To be done ::
Reproduce the data below verbatim, every line in its original order.

* start Entries supplied *

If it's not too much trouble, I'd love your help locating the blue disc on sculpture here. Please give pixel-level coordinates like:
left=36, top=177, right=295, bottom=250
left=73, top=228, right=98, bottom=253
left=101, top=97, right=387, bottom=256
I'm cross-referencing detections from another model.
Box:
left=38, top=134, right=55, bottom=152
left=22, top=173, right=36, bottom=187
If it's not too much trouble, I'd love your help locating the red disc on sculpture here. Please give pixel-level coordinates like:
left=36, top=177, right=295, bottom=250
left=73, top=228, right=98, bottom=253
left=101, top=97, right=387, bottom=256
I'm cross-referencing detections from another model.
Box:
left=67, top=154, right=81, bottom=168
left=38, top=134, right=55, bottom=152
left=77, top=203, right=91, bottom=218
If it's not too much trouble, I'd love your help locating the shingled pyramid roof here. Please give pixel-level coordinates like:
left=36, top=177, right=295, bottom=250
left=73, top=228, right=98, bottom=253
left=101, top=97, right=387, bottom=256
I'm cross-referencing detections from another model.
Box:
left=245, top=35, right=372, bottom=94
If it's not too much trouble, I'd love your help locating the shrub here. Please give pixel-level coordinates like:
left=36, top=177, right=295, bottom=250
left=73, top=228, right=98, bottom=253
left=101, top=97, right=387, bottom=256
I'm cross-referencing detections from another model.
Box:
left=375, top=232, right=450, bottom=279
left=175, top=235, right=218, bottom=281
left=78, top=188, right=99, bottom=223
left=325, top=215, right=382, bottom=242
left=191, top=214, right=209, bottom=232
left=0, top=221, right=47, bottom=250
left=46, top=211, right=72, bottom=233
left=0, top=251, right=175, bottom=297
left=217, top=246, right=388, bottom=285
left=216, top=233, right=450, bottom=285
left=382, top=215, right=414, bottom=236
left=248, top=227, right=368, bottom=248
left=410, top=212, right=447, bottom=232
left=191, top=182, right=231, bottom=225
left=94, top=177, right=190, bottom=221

* end Entries supplied *

Exercise solution ::
If it's not too much trouble, I'd love your help locating the blue disc on sculpture here. Please give pixel-level coordinates like:
left=36, top=177, right=295, bottom=250
left=73, top=228, right=98, bottom=253
left=101, top=97, right=387, bottom=256
I'm cross-referencing detections from another model.
Box:
left=38, top=134, right=55, bottom=152
left=22, top=173, right=36, bottom=187
If it's not too much trouble, I'd love your help locating the red disc on sculpture here. Please give pixel-level coordinates like:
left=36, top=177, right=295, bottom=250
left=73, top=228, right=98, bottom=253
left=101, top=97, right=387, bottom=256
I'm cross-referencing detections from another model.
Box:
left=67, top=154, right=81, bottom=168
left=38, top=134, right=55, bottom=152
left=77, top=203, right=91, bottom=218
If it's not too much trouble, I'd love your help locating the shingled pyramid roof here. Please give pixel-level coordinates like:
left=36, top=177, right=295, bottom=250
left=73, top=228, right=98, bottom=253
left=101, top=97, right=387, bottom=256
I'm cross-referencing detections from another model.
Box:
left=245, top=35, right=372, bottom=94
If it's not too much trouble, I'd love your help locating the shrub here. Please give pixel-level coordinates like:
left=36, top=177, right=295, bottom=250
left=73, top=228, right=98, bottom=253
left=101, top=97, right=387, bottom=256
I'm cross-referencing detections from another model.
Box:
left=375, top=232, right=450, bottom=279
left=175, top=235, right=218, bottom=281
left=78, top=188, right=99, bottom=223
left=325, top=215, right=382, bottom=242
left=191, top=214, right=209, bottom=232
left=0, top=221, right=47, bottom=250
left=46, top=211, right=72, bottom=233
left=0, top=251, right=175, bottom=297
left=217, top=246, right=388, bottom=285
left=216, top=233, right=450, bottom=285
left=382, top=215, right=414, bottom=236
left=248, top=227, right=368, bottom=248
left=410, top=212, right=447, bottom=232
left=191, top=182, right=231, bottom=225
left=94, top=177, right=190, bottom=221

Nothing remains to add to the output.